> _Goal_: Copy the rows from the line with "Pinpoint every instance of black" up to and including the line with "[[224, 187, 348, 281]]", requests included, and shift every bounding-box coordinate in the answers by -88. Leave the pictures out.

> _Exercise data_:
---*---

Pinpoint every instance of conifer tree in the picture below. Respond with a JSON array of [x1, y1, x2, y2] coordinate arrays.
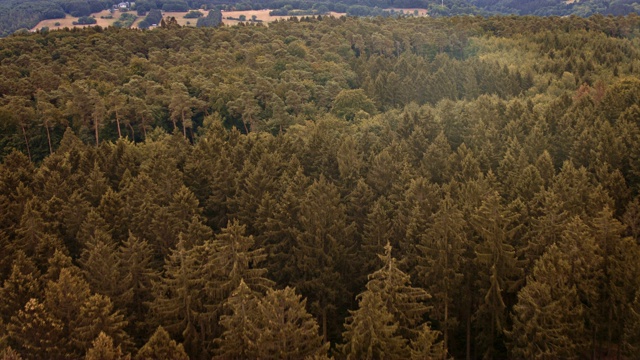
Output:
[[256, 287, 329, 359], [7, 299, 63, 359], [71, 294, 132, 353], [0, 251, 42, 324], [340, 291, 408, 360], [215, 280, 260, 359], [507, 245, 587, 359], [291, 176, 353, 341], [80, 230, 126, 300], [114, 233, 158, 327], [135, 326, 189, 360], [0, 346, 22, 360], [84, 332, 131, 360], [417, 194, 464, 354], [367, 242, 431, 340], [471, 192, 521, 358], [203, 220, 273, 304], [149, 241, 205, 352]]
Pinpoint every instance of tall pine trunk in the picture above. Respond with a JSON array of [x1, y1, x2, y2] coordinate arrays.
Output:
[[44, 126, 53, 154], [20, 124, 31, 161]]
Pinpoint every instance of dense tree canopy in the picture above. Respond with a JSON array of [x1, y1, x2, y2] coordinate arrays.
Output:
[[0, 11, 640, 359]]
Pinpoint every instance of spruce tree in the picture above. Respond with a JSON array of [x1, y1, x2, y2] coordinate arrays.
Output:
[[417, 195, 464, 354], [135, 326, 189, 360], [471, 192, 521, 358], [507, 245, 587, 359], [149, 241, 205, 353], [7, 299, 63, 359], [251, 287, 329, 360], [84, 332, 131, 360], [291, 176, 353, 341], [71, 294, 133, 353], [215, 280, 261, 359], [340, 291, 408, 360], [0, 251, 42, 324]]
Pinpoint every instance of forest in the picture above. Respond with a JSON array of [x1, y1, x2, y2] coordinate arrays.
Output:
[[0, 15, 640, 359]]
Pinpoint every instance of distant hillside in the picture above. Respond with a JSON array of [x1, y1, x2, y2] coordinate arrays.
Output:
[[429, 0, 640, 17], [0, 0, 640, 37]]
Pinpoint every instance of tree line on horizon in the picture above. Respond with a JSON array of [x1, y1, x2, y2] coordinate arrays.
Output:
[[0, 12, 640, 359]]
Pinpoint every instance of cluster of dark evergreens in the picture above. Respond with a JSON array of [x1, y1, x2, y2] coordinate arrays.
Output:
[[0, 16, 640, 359]]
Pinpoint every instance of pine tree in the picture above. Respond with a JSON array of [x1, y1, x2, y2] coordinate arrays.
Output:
[[7, 299, 67, 359], [215, 280, 261, 359], [256, 287, 329, 359], [203, 220, 273, 304], [11, 198, 63, 265], [410, 323, 449, 360], [0, 346, 22, 360], [471, 192, 521, 358], [149, 241, 205, 353], [135, 326, 189, 360], [80, 230, 126, 300], [71, 294, 133, 353], [291, 176, 353, 341], [114, 233, 158, 337], [507, 245, 587, 359], [359, 197, 393, 283], [417, 194, 464, 356], [0, 251, 42, 324], [84, 332, 131, 360], [340, 291, 408, 360], [367, 242, 431, 340]]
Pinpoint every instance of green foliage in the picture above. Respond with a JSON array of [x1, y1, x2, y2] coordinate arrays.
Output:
[[0, 12, 640, 359], [135, 326, 189, 360]]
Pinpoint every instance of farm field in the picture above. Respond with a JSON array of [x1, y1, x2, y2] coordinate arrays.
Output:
[[31, 8, 427, 31], [31, 10, 139, 31]]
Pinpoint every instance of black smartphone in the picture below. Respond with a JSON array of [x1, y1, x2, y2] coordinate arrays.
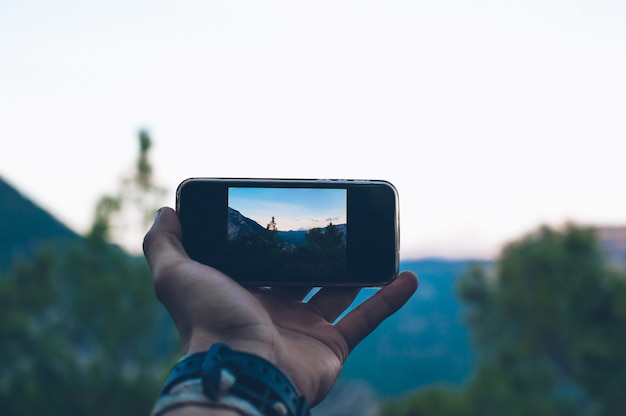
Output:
[[176, 178, 399, 287]]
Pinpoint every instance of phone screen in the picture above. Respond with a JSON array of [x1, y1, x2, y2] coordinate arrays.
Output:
[[176, 178, 399, 286], [225, 187, 348, 281]]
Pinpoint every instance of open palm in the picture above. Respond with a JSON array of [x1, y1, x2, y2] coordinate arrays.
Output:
[[144, 208, 417, 404]]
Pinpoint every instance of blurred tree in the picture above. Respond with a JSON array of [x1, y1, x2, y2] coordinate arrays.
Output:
[[0, 134, 176, 416], [459, 224, 626, 415], [88, 130, 165, 250], [381, 224, 626, 416]]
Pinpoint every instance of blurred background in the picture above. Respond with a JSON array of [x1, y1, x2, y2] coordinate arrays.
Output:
[[0, 0, 626, 416]]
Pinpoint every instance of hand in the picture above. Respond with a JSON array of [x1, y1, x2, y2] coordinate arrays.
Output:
[[144, 208, 418, 405]]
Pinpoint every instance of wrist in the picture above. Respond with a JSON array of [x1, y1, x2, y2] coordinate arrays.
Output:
[[183, 331, 278, 365], [152, 344, 310, 416]]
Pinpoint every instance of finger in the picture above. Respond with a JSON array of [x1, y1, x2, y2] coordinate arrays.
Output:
[[143, 208, 189, 280], [335, 272, 418, 351], [270, 286, 313, 301], [308, 287, 361, 322]]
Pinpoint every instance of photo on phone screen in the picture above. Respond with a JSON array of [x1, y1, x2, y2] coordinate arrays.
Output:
[[224, 187, 348, 281]]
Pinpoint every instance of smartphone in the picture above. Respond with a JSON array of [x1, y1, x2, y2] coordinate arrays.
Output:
[[176, 178, 399, 287]]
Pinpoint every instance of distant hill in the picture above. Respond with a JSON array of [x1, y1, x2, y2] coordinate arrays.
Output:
[[340, 259, 480, 397], [228, 207, 347, 246], [0, 177, 80, 271]]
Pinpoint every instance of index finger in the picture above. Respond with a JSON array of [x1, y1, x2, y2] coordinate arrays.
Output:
[[335, 271, 418, 351]]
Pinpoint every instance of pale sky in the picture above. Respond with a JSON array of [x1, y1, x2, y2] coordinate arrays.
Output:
[[0, 0, 626, 258], [228, 187, 347, 231]]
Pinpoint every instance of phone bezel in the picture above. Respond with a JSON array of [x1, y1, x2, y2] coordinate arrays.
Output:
[[176, 178, 400, 287]]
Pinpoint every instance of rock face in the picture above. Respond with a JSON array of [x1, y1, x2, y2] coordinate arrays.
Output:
[[596, 227, 626, 266], [228, 207, 265, 239]]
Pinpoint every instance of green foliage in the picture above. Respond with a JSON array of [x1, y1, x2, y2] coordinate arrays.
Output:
[[0, 132, 176, 416], [0, 243, 173, 415], [379, 386, 472, 416], [383, 225, 626, 416], [87, 130, 165, 252]]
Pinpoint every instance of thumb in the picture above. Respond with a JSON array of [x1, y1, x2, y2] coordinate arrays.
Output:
[[143, 207, 189, 277]]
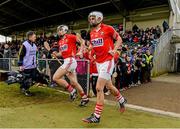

---*---

> _Written answer_:
Pinpoint every instance of black smartphone in the picture below. Respond with a JSON array of [x1, y1, x2, y2] coordinate arrays.
Output:
[[88, 90, 311, 199]]
Pinpoint every instance of phone screen in the picture above. Respond with a JSON array of [x1, y1, x2, y2] coordinate arrays.
Output:
[[88, 90, 311, 198], [137, 99, 260, 193]]
Pinpoint every instance of open palm in the picture above. Respond with a JSON array of [x1, y1, x2, y2] coordinate arrays.
Output:
[[56, 120, 329, 316]]
Pinpoint every instance of blurred tree in the picture above. Respond with a JSON array of [x1, y1, x2, y2] coordinate arrays.
Output:
[[-88, 46, 88, 328], [371, 136, 538, 327], [0, 42, 77, 162], [293, 136, 538, 328]]
Pinpoint every instance of blurred background in the picture above. Respond with a JSON array of [x1, y1, x2, y2] coordinate arrays.
Output:
[[-88, -88, 538, 328]]
Pinpoint every instance of hand in the picture above. Respond with a JSON array of [x1, y1, x2, y2] coordinate arrays.
Output:
[[56, 120, 330, 317]]
Pinpoint every instance of wrist in the picture above. Respond with a JSON array of [x1, y1, x2, y2] coordinate arrays.
Output:
[[95, 243, 190, 277], [64, 256, 222, 328]]
Pinpoint every instance of finger in the picture above. Respond with a JSON array of [x1, y1, x2, y2] coordinate arrays.
Output:
[[55, 120, 101, 192], [247, 184, 330, 263], [182, 198, 225, 213], [220, 199, 273, 234]]
Pinpoint every instance of photo on phone screen in the picture above. Respond with a JSON array of [x1, y1, x2, y2] coordinate arrays.
Output:
[[136, 99, 260, 193]]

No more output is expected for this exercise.